## Exercise goal
Answer these questions from the notebook summary about volatility trading:
(a) How many options strategies does the summary list?
(b) With which platform does avoiding multiprocessing keep the framework compatible?
(c) What message does the closing code print when no recommendation exists for the current regime?

## Reading text
※

This notebook has implemented a comprehensive volatility trading research framework including:

### Key Components:
1. **Volatility Modeling**: Multiple models (Historical, EWMA, Parkinson, Garman-Klass, Rogers-Satchell, ATR) with PCA-based aggregate forecasting

2. **Mean Reversion Analysis**: Volatility regime classification with transition probabilities and DTE recommendations

3. **Options Strategies**: Six strategies (Calendar Spread, Double Diagonal, Straddle, Strangle, Bull Put Spread, Bull Call Spread) with delta optimization

4. **Ensemble Regime Detection**: Combined GMM, K-Means, Agglomerative Clustering, and Change-Point Detection for robust regime identification at Market, Sector, and Asset levels

5. **Stop Loss Optimization**: Systematic testing of stop loss thresholds by strategy

6. **Comprehensive Output**: Machine-readable recommendations table with regime-specific strategy allocation

### Technical Implementation:
- All computations use vectorized operations (NumPy/Pandas)
- No multiprocessing (QuantConnect compatible)
- Ticker-agnostic design for easy portfolio extension
- Consistent color palettes across all visualizations

### Next Steps:
1. Connect to live QuantConnect options data
2. Implement actual options pricing models
3. Extend to multi-asset portfolio optimization
4. Add real-time regime monitoring
5. Backtest with actual transaction costs

In [None]:
# ============================================================================
# END OF NOTEBOOK
# ============================================================================

print("="*60)
print("VOLATILITY TRADING RESEARCH NOTEBOOK COMPLETE")
print("="*60)
print(f"")
print(f"Ticker analyzed: {TICKER}")
print(f"Date range: {START_DATE.date()} to {END_DATE.date()}")
print(f"")
print(f"Current Regimes:")
print(f"  Market: {current_market}")
print(f"  Sector: {current_sector}")
print(f"  Asset:  {current_asset}")
print(f"  Volatility: {current_vol}")
print(f"")

if len(current_rec) > 0:
    rec = current_rec.iloc[0]
    print(f"Recommended Strategy: {rec['Recommended_Strategy']}")
    print(f"Stop Loss: {rec['Stop_Loss_%']}")
else:
    print("No specific recommendation for current regime.")

print(f"")
print("See comprehensive_recommendations DataFrame for full regime-strategy mapping.")

※

## Data excerpts
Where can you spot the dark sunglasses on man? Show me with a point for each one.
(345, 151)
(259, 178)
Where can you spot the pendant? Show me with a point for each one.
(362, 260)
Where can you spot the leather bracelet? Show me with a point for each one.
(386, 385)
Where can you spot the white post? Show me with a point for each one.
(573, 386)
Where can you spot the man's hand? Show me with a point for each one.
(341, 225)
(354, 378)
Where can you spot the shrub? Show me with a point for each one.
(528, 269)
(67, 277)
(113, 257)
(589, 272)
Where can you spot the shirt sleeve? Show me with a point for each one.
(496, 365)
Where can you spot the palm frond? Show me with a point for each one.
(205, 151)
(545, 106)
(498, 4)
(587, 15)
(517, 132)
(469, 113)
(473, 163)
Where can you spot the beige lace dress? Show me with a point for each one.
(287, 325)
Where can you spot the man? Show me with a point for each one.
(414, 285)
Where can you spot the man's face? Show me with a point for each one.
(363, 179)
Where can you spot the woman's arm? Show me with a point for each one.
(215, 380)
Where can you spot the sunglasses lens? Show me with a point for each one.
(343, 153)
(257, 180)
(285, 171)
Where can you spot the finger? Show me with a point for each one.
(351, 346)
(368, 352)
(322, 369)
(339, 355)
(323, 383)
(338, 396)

※

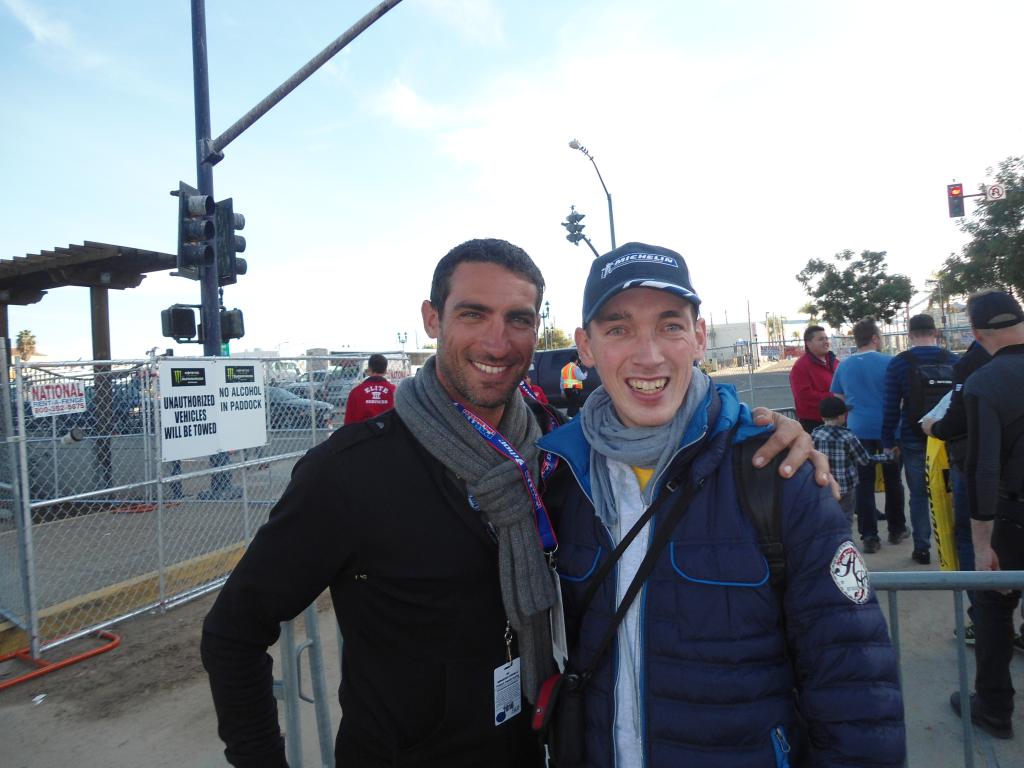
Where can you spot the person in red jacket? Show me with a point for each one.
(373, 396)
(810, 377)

※

## Full solution
(a) Six.
(b) QuantConnect.
(c) "No specific recommendation for current regime."